-- Instructions for the task --
From the first line onward, reproduce the records exactly; the final line to include is the one holding "snow bank, the".
--- Record excerpts Enclosed Below ---
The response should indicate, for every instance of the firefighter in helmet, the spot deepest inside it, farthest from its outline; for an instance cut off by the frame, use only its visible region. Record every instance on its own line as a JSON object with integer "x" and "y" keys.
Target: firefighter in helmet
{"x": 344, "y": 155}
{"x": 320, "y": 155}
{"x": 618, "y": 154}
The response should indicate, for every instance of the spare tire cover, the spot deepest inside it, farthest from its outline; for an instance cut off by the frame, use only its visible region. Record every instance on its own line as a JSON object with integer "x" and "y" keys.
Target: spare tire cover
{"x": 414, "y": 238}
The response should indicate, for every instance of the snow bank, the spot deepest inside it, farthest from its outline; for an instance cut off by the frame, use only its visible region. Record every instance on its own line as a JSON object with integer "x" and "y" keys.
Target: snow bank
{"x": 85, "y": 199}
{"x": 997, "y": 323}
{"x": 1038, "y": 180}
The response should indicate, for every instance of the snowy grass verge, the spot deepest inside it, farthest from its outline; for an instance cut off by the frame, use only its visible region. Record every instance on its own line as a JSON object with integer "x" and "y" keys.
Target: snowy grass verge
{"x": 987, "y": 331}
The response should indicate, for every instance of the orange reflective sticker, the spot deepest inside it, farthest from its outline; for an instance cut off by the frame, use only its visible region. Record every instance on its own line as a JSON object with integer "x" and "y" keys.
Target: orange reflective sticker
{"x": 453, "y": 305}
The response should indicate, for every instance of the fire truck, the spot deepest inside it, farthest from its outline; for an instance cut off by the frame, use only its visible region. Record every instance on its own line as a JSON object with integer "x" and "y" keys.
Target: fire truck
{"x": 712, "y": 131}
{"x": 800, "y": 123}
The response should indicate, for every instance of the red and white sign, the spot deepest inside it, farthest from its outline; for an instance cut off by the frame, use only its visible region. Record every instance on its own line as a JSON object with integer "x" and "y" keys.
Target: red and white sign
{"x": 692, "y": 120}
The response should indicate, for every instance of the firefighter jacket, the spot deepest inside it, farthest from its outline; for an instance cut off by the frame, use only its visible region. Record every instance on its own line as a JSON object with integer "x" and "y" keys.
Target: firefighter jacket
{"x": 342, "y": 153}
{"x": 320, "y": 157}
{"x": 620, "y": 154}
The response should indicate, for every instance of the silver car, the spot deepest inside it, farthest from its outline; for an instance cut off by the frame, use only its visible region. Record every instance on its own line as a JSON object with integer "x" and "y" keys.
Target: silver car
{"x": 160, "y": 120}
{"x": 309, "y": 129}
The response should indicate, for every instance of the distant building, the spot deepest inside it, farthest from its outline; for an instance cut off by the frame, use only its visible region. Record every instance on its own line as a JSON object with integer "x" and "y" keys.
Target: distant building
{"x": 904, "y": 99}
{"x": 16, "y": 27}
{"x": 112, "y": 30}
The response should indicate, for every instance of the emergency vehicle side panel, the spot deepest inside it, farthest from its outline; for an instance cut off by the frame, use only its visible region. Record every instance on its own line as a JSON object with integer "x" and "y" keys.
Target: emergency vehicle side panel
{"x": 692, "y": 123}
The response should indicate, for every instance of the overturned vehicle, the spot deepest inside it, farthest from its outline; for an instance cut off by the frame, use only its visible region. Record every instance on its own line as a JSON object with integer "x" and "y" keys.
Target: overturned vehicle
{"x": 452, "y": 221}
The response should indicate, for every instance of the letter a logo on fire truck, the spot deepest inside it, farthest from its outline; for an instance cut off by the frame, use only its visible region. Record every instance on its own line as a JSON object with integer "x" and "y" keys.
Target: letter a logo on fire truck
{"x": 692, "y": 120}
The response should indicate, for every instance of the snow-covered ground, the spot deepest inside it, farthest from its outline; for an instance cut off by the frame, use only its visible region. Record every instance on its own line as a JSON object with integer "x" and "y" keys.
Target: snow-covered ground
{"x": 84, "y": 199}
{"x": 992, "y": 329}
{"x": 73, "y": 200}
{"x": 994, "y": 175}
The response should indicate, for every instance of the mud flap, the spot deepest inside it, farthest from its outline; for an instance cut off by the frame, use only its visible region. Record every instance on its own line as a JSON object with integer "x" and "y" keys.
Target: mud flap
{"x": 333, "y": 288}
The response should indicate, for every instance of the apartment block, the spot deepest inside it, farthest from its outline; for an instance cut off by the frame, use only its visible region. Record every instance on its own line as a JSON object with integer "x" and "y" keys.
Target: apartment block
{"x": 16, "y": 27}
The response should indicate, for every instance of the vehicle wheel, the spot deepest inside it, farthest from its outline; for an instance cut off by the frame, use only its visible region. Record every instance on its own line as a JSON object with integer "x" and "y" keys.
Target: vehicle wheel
--- End of Enclosed Record excerpts ---
-- Exercise response --
The response should indicate, for every instance of the firefighter in helmet, the spot deepest inside it, farthest from its outline; for an instance cut off by the frame, use only its visible region. Record every instance on its own line as a JSON object with integer "x" and "y" keys.
Target: firefighter in helmet
{"x": 344, "y": 155}
{"x": 320, "y": 155}
{"x": 618, "y": 154}
The response should indicate, for every instance of the spare tire cover, the spot deepest inside it, farthest from its outline; for an instance cut off by the frame, use only its visible region. Record every instance on its own line as a JSON object with integer "x" and "y" keys.
Target: spare tire cover
{"x": 414, "y": 238}
The response should indicate, for every instance of the snow bank, the spot deepest inside it, farthest from its outline; for an instance cut off by the frame, use only its visible region. Record every instance on its own line as a JSON object with integer "x" and "y" keys.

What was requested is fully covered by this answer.